▸ **EXERCISE DESCRIPTION**: Reproduce verbatim the lines of the material below, starting at the line that contains "For every instance of the car wheel, give" and ending at the line that contains "Target: car wheel", including both of those lines.

▸ **RECORDS SUPPLIED**:

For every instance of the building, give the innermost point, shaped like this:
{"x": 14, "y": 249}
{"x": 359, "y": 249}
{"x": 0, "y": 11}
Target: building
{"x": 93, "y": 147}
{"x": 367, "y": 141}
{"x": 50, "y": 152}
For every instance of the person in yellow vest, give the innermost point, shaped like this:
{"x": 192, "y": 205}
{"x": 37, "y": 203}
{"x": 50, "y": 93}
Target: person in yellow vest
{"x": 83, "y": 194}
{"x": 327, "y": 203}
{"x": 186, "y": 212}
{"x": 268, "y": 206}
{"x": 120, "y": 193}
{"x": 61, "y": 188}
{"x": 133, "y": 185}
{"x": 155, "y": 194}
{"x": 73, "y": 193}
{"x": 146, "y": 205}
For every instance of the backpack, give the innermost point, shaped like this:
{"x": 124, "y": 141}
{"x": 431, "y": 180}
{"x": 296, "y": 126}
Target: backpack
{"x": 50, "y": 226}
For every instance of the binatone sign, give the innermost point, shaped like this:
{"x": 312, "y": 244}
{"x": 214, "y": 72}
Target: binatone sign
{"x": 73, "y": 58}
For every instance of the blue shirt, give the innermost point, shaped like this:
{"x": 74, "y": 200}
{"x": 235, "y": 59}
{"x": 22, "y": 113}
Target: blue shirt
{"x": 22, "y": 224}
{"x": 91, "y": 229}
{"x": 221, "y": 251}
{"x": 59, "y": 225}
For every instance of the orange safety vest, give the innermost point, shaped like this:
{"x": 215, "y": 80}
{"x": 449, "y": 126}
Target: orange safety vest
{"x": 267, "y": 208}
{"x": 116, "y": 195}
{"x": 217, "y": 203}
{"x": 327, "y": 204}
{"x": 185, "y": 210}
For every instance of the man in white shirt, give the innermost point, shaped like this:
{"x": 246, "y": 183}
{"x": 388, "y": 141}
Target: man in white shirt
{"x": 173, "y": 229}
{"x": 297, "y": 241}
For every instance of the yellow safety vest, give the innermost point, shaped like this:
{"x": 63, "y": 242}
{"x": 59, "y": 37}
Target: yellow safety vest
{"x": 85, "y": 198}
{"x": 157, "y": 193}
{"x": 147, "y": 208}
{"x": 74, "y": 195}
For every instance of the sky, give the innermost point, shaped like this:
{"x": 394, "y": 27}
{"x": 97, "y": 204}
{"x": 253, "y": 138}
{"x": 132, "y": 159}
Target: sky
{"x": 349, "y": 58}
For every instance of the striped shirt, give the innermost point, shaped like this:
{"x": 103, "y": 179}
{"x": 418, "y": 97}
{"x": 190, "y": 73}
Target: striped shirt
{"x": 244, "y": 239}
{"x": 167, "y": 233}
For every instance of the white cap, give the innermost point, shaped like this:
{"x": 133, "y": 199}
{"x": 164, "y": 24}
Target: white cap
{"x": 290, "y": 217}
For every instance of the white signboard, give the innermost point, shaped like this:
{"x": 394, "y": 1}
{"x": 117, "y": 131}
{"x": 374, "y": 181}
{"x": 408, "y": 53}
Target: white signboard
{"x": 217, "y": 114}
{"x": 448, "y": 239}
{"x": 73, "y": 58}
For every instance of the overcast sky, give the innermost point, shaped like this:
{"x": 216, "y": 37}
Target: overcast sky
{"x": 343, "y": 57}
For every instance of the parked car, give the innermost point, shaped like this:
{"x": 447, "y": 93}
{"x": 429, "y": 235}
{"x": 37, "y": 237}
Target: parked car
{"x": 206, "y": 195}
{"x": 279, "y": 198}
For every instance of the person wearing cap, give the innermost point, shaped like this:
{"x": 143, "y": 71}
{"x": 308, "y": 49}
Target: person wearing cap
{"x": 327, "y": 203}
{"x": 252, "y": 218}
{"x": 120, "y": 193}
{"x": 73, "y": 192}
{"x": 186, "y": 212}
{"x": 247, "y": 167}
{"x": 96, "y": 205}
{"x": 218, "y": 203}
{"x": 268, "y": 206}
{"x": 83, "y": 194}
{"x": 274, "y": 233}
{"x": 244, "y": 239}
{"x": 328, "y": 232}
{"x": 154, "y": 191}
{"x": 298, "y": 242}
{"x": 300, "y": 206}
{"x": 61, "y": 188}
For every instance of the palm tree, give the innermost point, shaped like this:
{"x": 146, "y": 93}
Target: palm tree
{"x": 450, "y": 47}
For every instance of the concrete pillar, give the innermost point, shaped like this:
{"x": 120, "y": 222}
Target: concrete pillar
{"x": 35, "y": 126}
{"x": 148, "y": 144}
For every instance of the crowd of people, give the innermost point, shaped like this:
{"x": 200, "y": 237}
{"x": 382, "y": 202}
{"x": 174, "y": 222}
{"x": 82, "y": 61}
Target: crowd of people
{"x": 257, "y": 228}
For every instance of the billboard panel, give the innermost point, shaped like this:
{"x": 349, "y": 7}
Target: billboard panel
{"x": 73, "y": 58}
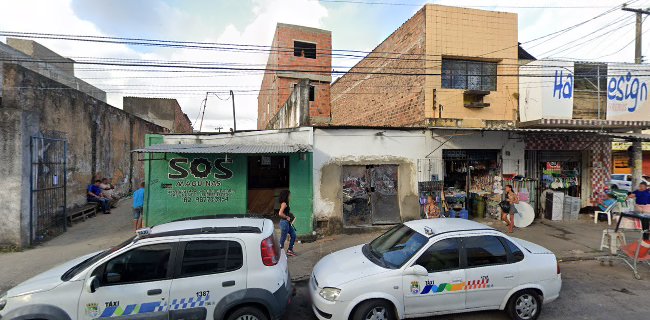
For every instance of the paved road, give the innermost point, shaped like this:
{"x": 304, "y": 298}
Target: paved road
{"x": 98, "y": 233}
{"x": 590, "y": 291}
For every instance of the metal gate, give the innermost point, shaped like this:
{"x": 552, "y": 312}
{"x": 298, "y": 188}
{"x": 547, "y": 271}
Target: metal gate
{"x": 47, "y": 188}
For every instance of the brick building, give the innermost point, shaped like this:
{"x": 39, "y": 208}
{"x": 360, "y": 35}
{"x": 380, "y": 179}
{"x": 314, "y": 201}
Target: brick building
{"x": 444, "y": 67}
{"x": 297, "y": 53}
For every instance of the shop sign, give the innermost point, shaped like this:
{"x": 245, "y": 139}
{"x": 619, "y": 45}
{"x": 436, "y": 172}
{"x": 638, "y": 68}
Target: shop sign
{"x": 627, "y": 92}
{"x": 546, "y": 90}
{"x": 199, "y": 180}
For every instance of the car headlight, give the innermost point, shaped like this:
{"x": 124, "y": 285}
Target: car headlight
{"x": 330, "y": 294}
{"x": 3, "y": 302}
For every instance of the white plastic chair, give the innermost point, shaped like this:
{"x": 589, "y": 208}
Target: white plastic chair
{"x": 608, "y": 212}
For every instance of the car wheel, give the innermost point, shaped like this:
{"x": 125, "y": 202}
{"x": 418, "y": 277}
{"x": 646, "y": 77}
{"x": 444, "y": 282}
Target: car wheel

==

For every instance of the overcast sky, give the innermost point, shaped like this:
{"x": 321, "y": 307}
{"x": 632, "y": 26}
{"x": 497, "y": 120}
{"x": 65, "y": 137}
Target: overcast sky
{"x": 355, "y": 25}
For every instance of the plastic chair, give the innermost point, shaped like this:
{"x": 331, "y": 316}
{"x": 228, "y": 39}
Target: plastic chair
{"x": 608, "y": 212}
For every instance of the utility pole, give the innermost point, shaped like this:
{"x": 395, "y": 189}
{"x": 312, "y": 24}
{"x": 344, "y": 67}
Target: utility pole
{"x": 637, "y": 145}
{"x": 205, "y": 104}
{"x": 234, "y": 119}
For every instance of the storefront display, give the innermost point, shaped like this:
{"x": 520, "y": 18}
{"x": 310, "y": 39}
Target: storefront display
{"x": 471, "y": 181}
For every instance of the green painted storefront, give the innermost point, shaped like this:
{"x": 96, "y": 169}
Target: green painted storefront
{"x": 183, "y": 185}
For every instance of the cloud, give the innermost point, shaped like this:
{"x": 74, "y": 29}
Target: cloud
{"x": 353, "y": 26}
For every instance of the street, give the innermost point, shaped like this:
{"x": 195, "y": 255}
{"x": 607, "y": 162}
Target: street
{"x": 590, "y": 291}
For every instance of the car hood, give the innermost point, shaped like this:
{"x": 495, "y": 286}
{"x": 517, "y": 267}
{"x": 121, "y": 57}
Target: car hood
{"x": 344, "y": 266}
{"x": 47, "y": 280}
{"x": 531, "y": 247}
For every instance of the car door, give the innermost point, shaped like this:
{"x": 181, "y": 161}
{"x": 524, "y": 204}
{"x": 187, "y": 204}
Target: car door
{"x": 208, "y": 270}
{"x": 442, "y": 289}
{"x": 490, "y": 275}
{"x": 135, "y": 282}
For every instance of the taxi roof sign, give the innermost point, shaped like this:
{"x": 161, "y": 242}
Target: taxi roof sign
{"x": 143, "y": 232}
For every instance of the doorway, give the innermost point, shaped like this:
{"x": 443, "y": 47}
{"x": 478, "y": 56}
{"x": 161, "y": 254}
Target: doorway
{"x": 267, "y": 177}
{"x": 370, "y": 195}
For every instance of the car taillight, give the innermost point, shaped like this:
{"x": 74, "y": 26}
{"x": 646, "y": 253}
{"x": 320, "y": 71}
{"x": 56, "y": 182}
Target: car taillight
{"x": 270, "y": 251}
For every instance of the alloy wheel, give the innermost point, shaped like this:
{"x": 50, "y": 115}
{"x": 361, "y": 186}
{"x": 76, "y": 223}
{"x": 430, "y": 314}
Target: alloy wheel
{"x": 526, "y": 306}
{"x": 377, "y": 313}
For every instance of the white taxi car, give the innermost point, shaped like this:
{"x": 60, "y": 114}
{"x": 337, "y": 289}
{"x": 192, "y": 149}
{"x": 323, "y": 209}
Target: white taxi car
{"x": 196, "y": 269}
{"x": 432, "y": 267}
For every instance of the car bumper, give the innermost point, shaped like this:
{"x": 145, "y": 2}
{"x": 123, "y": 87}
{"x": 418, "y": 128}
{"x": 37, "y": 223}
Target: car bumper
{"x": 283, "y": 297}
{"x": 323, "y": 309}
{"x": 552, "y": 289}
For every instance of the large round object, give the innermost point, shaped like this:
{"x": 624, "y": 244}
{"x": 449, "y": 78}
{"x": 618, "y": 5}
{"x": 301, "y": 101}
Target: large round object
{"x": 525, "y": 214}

▸ **WORKED SOLUTION**:
For every instance of the car wheel, give the innermost point, shaped like this:
{"x": 125, "y": 202}
{"x": 418, "y": 277}
{"x": 646, "y": 77}
{"x": 444, "y": 282}
Target: car wheel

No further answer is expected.